**Jobs:**
(A) In the ozone hole report, reproduce the passage starting at "Our thoughts and" and ending at "World Ozone Day.", swapping "colleagues" for "fellow researchers".
(B) List every area figure in million square kilometers that the ozone hole report gives.
(C) Write what comes next in the ozone hole report, continuing after its final sentence.

The 2022 ozone hole began to form in mid August. It was at its largest with an area of around 25 million square kilometres (msqkm) in early October, larger than average for the time of year, but similar to that of 2021 and 2020. It ended in mid December, a bit earlier than the decadal mean. The 2022 polar vortex began to form in May and was largest, with a size of 36 msqkm, in late September, which is much larger than average for the time of year. It was larger than 30 msqkm from mid July to mid November. It began to shrink more rapidly in December, but persisted until early January. It was much larger than average from mid July onwards. PSCs began to form in early May. The area with potential PSC reached a peak of 28 msqkm in mid August, larger than the long term average. It had declined to zero by early November, a little later than average. There was some long period wave activity, and the lower stratosphere was much less stable in the last week of August. Stability returned and remained close to average until late November, when instability increased to its maximum for the year, before returning to near normal.
Our thoughts and prayers are with our Ukrainian colleagues in Kyiv and at Vernadsky, who continue with their scientific work despite the invasion of their country.
September 16 is World Ozone Day.
See the final situation report for last year for information on the 2021 - 2022 season.

**Record list:**
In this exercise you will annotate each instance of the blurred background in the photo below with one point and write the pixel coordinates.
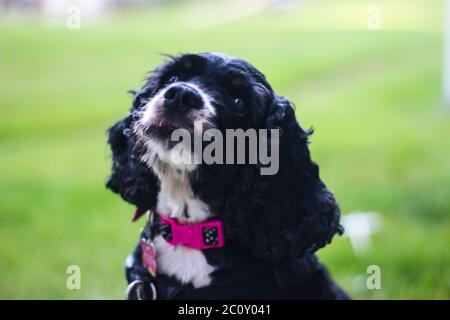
(367, 75)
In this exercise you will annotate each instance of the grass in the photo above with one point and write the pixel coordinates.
(373, 97)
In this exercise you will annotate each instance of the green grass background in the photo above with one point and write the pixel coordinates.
(373, 96)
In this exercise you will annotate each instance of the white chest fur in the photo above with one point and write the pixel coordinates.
(176, 200)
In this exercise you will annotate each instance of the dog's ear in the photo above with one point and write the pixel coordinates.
(132, 179)
(291, 212)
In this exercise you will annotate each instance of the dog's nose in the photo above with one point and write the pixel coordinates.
(182, 98)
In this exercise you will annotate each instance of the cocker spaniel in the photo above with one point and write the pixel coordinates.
(222, 229)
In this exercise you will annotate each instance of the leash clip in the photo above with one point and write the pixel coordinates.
(139, 290)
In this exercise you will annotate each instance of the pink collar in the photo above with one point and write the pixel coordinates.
(202, 235)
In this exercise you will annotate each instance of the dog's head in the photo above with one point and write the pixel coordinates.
(198, 92)
(287, 213)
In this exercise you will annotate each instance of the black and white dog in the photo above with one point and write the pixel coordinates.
(270, 224)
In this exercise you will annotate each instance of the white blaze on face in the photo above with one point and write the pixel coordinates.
(157, 102)
(153, 114)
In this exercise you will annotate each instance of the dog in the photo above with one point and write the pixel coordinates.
(263, 229)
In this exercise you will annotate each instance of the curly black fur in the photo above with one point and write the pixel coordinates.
(268, 218)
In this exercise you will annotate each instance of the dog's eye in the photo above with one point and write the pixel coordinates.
(173, 79)
(239, 103)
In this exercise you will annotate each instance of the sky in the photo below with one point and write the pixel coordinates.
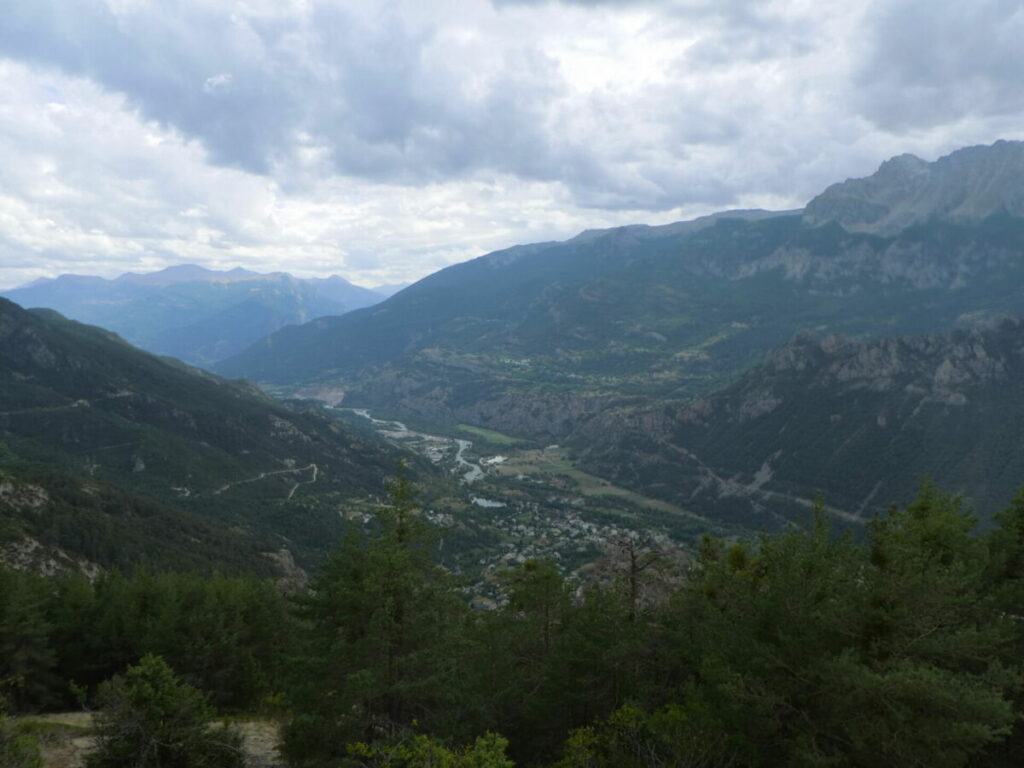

**Responses to the exercise:**
(A)
Our thoughts and prayers are with our Ukrainian fellow researchers in Kyiv and at Vernadsky, who continue with their scientific work despite the invasion of their country.
September 16 is World Ozone Day.

(B) 25, 36, 30, 28

(C)
Notes: An ozone hole is defined as an area with values below 220 Dobson Units (DU). On average a column of air will hold 300 DU of ozone, equivalent to 3mm of ozone at sea-level pressure. Most of the ozone is between 10 and 40 km with a peak at around 20 km. The Antarctic ozone hole is usually largest in early September and deepest in late September to early October. Prior to the formation of ozone holes, Antarctic ozone values were normally at their lowest in the autumn (ie March). On occasion atmospheric vertical motions create small areas with ozone substantially below the long term average. Different satellites give different views of the exact ozone distribution. The continent covers 14 million sq. km. There are marked differences between the various satellite ozone measurements and analyses. The KNMI analysis and TEMIS forecasts are close to the observed values, whereas the Canadian analysis seems largely based on SMOBA data and is clearly at variance with ground based observations.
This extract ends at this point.